EXERCISE GOAL » Please locate every line in the records below that contains the word "engine" and copy each one; case counts.

ENTRIES SHOWN »
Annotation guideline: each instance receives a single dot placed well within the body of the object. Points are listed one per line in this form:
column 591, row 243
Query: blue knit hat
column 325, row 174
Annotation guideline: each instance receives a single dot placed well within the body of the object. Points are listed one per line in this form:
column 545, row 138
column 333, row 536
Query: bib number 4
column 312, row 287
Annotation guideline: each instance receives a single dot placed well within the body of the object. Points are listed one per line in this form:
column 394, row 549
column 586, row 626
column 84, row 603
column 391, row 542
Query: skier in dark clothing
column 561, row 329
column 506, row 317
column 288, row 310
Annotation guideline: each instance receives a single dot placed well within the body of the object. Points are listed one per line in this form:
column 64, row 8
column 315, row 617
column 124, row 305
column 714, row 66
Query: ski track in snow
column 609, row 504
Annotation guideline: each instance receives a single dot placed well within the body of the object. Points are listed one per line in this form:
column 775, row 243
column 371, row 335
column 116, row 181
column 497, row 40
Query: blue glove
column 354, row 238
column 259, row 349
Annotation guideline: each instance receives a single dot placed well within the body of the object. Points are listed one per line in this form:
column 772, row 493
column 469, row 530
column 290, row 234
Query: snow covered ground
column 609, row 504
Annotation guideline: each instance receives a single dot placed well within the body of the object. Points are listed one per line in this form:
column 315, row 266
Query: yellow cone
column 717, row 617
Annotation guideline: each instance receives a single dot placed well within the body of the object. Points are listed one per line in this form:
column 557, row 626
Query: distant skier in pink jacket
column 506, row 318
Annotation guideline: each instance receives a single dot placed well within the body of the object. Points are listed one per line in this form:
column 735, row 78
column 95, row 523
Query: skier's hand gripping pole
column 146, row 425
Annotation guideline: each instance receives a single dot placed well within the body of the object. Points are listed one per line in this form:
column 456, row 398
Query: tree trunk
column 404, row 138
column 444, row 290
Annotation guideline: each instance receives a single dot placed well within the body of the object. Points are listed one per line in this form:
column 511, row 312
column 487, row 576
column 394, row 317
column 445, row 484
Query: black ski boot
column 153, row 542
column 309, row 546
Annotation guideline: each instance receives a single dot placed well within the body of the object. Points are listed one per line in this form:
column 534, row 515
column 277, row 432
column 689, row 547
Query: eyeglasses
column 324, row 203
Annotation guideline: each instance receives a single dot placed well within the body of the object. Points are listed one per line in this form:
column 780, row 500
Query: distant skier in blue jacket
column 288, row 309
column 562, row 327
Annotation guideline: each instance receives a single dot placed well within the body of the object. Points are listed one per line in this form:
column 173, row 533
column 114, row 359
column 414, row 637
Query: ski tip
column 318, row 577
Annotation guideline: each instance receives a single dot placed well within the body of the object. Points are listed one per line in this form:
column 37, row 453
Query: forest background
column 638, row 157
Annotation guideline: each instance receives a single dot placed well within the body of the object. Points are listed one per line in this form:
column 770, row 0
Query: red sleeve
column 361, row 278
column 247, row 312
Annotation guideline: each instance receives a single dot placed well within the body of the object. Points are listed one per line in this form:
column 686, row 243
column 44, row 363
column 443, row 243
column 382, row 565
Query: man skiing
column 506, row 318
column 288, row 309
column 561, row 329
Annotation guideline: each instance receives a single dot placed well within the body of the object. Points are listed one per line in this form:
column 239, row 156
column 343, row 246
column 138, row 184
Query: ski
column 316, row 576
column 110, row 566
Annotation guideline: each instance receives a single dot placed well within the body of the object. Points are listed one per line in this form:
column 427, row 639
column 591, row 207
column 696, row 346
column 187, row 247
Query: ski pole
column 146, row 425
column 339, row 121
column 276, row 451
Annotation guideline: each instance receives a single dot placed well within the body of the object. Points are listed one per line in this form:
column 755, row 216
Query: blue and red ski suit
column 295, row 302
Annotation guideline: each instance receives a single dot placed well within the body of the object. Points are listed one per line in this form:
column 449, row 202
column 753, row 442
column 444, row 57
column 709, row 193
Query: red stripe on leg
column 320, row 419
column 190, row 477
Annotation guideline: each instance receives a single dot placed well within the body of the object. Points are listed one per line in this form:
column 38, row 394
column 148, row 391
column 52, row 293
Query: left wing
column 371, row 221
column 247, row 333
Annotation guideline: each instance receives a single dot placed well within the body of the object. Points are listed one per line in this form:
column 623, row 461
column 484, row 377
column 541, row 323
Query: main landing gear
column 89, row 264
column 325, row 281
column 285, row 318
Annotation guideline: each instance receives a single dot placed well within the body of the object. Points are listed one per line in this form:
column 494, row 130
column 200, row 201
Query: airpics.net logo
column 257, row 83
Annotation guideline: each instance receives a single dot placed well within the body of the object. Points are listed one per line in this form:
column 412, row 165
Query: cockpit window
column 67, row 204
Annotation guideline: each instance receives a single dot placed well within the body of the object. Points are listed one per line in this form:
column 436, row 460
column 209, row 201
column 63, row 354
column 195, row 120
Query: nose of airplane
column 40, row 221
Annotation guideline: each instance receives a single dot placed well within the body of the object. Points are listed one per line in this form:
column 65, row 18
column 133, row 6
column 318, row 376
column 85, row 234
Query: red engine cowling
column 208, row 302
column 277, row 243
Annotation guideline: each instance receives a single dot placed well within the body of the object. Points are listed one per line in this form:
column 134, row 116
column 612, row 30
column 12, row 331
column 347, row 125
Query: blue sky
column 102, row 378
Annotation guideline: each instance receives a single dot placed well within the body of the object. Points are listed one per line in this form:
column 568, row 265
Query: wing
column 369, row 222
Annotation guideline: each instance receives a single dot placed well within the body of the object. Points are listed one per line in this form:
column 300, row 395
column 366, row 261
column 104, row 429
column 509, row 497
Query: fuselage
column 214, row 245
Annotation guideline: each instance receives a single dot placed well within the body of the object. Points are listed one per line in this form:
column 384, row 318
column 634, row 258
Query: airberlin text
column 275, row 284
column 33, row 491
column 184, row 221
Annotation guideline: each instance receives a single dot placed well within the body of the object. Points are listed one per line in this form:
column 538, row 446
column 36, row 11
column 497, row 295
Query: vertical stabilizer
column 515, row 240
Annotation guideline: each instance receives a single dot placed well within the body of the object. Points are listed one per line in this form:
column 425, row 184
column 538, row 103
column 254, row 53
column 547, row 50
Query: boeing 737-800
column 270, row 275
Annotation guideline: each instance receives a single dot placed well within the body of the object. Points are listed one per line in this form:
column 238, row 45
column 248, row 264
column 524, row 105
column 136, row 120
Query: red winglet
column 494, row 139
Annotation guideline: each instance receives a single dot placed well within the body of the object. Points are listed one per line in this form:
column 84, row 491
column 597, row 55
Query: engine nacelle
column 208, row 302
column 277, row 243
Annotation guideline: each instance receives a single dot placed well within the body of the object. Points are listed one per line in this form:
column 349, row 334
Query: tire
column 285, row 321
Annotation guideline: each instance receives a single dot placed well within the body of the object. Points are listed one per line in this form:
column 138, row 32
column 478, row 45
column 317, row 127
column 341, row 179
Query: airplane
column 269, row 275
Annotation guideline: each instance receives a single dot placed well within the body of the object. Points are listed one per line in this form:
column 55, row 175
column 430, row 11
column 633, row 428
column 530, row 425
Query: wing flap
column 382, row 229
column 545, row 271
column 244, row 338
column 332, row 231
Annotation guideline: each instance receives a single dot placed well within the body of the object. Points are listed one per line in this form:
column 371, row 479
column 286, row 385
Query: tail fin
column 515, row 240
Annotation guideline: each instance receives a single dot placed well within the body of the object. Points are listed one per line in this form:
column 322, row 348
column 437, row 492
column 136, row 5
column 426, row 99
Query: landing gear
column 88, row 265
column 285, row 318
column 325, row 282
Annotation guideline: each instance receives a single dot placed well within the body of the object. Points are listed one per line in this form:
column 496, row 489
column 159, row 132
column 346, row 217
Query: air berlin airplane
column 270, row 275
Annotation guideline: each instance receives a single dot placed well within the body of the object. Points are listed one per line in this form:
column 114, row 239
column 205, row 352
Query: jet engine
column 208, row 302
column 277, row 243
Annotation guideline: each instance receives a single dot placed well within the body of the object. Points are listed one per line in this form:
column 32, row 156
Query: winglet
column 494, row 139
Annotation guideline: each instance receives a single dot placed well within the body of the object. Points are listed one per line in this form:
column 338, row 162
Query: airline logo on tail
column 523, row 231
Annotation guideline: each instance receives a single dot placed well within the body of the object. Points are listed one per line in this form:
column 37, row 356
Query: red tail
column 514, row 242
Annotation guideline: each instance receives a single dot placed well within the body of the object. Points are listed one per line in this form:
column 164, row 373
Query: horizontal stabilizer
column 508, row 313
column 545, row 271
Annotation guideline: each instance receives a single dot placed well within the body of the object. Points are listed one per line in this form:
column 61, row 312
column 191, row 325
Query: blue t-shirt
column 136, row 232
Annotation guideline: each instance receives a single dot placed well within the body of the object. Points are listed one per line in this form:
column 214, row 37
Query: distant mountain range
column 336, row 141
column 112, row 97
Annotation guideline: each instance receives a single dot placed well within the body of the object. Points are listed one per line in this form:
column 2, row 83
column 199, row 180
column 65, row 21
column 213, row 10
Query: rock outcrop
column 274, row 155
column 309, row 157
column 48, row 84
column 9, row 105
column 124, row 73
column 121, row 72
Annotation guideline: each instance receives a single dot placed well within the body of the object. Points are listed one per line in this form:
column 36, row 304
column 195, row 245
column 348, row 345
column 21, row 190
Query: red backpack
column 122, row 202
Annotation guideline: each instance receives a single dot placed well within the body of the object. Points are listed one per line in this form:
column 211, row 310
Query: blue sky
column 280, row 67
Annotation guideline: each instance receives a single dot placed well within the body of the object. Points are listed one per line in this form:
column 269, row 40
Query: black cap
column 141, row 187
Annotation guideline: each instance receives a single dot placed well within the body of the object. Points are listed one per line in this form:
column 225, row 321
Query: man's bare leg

ANSWER IN FULL »
Query: red engine cowling
Query: engine nacelle
Query: jet engine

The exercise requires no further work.